- **Problem**
The lines to transcribe run from the top of the material below to the line with "point(1025, 639)", inclusive. Leave the pictures behind.
§ §
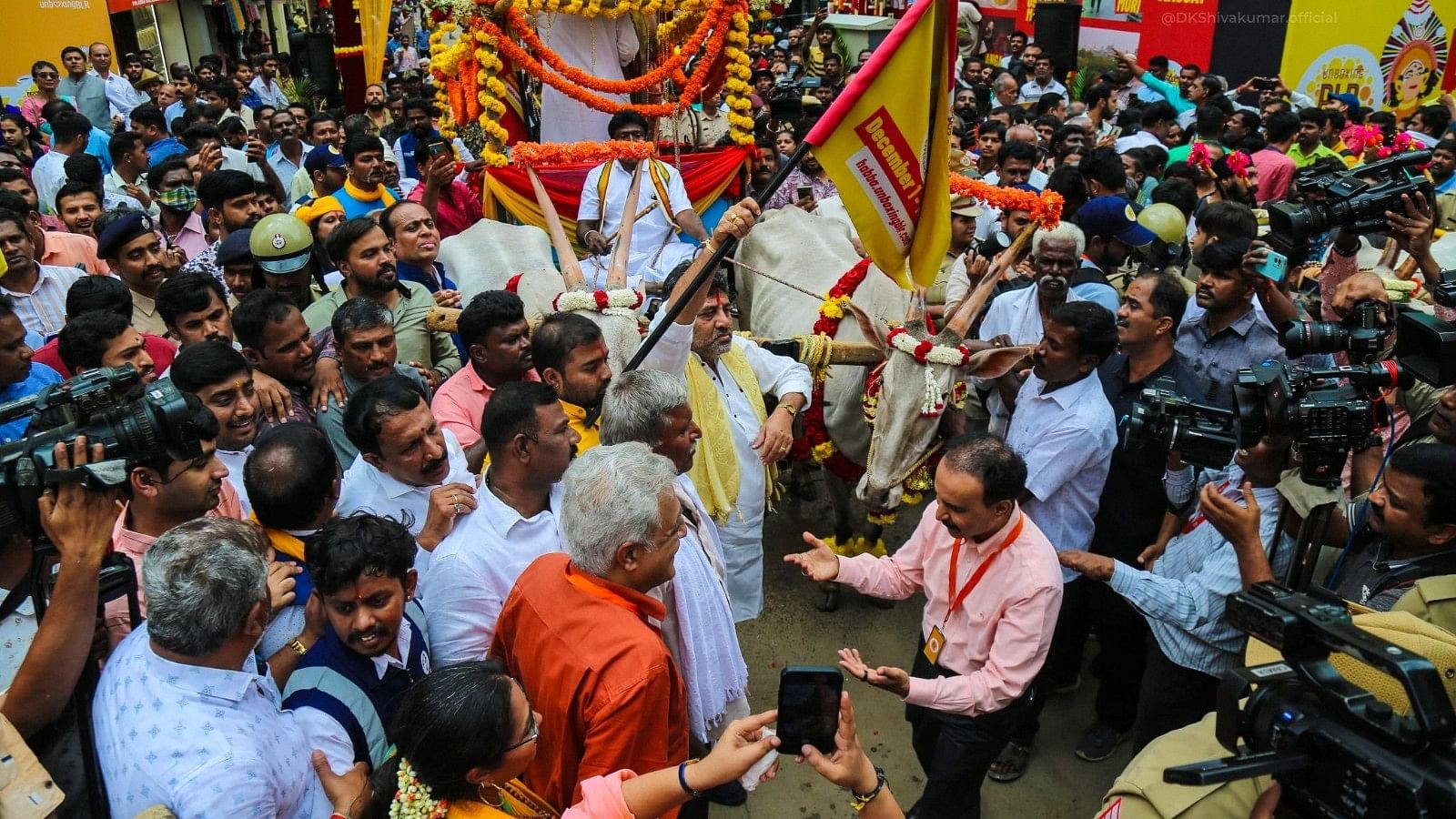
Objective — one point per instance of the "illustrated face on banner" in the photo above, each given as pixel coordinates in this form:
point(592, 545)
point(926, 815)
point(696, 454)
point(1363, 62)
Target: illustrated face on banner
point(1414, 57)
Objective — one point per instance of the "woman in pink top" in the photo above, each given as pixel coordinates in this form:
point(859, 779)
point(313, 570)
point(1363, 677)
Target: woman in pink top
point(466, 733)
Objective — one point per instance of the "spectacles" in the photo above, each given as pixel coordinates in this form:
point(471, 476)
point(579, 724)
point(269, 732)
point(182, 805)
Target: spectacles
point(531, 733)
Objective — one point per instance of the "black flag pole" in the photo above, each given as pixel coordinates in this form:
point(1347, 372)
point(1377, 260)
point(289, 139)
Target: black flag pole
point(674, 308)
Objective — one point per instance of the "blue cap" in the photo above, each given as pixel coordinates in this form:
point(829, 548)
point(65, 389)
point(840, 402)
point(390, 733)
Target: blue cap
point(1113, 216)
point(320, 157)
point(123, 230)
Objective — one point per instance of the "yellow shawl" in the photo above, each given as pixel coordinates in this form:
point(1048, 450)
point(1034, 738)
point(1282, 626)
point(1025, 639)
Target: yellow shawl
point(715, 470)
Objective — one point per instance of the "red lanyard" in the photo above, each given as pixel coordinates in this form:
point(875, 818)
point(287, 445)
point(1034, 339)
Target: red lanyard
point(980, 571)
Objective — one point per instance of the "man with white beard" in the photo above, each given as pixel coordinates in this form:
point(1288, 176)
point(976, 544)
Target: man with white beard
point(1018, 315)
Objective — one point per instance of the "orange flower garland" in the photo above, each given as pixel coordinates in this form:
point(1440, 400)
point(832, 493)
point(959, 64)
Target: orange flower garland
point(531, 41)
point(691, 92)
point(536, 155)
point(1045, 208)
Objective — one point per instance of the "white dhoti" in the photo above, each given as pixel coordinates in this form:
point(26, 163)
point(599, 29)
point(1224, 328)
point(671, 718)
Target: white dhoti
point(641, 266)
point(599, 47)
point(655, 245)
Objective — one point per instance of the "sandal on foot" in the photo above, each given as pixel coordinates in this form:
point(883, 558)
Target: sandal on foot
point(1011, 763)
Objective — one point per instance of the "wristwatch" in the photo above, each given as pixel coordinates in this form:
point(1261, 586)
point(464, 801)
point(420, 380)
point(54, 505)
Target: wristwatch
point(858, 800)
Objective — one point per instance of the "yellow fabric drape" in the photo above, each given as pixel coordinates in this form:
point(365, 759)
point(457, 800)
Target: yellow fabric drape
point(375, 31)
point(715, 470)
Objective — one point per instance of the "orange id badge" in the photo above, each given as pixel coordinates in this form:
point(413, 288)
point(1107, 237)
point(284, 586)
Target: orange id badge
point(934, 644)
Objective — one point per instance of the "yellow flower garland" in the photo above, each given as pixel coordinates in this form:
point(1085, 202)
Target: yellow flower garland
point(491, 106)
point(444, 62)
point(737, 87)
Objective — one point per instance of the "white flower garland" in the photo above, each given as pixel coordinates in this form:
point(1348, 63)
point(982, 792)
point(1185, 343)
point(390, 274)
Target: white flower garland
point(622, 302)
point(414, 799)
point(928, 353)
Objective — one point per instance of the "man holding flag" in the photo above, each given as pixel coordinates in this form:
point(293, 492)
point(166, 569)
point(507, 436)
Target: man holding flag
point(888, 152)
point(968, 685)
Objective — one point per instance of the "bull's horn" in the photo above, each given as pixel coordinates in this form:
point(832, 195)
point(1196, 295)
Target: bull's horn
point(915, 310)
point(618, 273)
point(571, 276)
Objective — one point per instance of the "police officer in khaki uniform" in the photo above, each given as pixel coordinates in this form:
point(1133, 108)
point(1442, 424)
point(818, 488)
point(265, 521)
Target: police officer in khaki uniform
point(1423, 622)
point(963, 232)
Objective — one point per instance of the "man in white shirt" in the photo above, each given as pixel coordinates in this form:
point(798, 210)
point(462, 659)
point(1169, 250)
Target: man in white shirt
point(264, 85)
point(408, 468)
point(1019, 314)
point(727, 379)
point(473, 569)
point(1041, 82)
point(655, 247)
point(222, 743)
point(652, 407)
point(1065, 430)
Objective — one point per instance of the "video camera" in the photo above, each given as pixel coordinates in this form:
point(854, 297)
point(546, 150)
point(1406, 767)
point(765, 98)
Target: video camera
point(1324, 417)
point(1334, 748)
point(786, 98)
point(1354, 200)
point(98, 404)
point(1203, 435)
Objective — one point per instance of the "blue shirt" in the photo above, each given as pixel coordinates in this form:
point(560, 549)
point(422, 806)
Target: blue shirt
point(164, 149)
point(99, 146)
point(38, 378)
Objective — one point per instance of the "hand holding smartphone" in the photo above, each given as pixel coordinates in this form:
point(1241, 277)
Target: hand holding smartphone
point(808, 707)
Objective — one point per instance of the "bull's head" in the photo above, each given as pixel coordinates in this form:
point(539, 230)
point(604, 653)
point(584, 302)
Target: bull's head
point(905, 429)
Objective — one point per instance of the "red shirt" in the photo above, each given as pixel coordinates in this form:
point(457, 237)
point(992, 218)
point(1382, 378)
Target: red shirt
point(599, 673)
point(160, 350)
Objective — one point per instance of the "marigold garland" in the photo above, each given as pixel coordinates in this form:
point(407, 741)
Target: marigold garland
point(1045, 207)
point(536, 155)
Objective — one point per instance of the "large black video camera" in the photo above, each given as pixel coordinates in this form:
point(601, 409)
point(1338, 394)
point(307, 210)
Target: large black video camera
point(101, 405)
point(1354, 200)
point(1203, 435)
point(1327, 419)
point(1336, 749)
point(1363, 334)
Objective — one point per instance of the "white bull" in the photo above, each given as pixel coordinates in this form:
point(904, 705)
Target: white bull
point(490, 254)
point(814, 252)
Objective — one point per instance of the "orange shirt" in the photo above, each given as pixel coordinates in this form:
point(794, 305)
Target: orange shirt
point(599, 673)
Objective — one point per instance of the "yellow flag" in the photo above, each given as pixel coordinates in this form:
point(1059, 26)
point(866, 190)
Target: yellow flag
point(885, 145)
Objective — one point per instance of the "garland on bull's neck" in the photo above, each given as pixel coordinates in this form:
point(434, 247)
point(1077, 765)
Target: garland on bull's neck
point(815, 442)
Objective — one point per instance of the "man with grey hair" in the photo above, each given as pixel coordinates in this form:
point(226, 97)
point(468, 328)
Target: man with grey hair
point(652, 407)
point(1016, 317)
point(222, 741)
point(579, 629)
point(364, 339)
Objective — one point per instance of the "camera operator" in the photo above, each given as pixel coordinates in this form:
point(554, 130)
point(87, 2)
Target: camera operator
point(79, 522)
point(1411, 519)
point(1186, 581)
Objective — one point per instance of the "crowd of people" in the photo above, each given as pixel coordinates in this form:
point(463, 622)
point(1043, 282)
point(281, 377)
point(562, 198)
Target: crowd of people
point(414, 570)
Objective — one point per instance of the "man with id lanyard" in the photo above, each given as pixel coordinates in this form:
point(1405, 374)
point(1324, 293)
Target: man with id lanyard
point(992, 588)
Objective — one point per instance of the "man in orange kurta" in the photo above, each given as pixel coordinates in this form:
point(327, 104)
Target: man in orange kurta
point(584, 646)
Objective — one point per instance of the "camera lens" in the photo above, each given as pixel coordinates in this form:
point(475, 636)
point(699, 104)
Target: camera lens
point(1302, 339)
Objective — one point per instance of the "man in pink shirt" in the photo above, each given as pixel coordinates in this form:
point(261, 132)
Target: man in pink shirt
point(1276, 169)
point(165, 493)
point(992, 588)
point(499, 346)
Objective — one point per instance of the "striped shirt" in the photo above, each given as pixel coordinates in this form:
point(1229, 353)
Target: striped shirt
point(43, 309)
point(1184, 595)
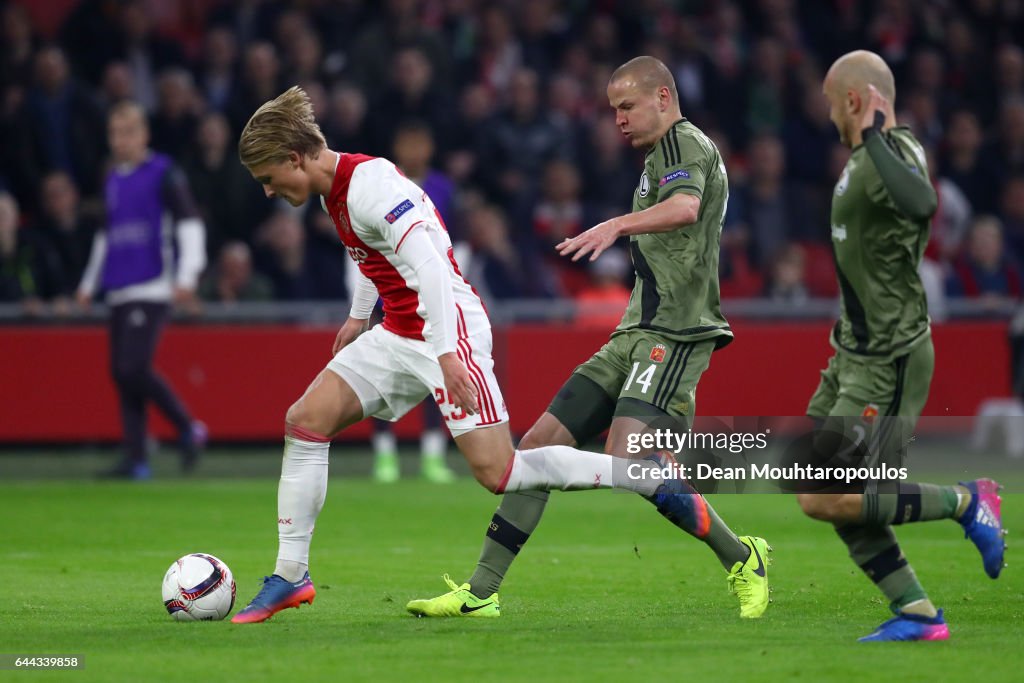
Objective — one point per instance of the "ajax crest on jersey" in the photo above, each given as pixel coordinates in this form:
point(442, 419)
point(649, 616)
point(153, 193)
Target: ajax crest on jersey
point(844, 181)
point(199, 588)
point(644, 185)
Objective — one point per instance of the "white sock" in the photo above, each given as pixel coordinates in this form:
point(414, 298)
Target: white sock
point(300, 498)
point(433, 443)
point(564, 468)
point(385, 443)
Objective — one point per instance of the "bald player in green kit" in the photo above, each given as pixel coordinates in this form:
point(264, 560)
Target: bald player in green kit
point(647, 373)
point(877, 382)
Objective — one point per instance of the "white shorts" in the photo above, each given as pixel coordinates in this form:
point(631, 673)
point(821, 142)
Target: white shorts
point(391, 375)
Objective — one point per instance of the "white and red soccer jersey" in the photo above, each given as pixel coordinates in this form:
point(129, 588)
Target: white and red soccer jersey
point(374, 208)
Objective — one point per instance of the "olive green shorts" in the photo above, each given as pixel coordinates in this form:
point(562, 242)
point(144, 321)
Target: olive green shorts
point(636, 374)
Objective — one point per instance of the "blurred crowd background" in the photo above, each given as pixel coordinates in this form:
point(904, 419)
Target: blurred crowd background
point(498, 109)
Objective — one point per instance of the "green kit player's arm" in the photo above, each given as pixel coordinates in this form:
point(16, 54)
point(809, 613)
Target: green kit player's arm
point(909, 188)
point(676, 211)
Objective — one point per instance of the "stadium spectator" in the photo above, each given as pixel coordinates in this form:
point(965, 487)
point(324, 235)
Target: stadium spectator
§ §
- **Result of the exercise**
Objective — one point per instance of the "illustrated face on banner" in the photo above, each given as pixel coordinates in this form:
point(592, 545)
point(926, 815)
point(696, 454)
point(1363, 62)
Target: illustrated face on banner
point(1414, 57)
Objective — one point per instance of the "woman in pink top" in the photo above, each given as pixel coordinates in this form:
point(859, 779)
point(313, 570)
point(1363, 677)
Target: woman in pink top
point(466, 733)
Objective — one point per instance of the "spectacles" in the photo above, each given as pixel coordinates in this form:
point(471, 476)
point(579, 724)
point(269, 732)
point(182, 805)
Target: spectacles
point(531, 733)
Objective — one point per instance of the "black flag pole" in the photo above, each given as pixel coordinates in this form:
point(1347, 372)
point(1377, 260)
point(289, 139)
Target: black flag pole
point(674, 308)
Objective — one point per instance of the "blue cap" in the photo above, each given as pixel coordinates in this form:
point(829, 548)
point(65, 389)
point(840, 402)
point(390, 733)
Target: blue cap
point(1113, 216)
point(320, 157)
point(123, 230)
Objective — one point per instance of the "yellow shawl" in the photo above, each given as pixel coordinates in this form:
point(1048, 450)
point(1034, 738)
point(1282, 626)
point(1025, 639)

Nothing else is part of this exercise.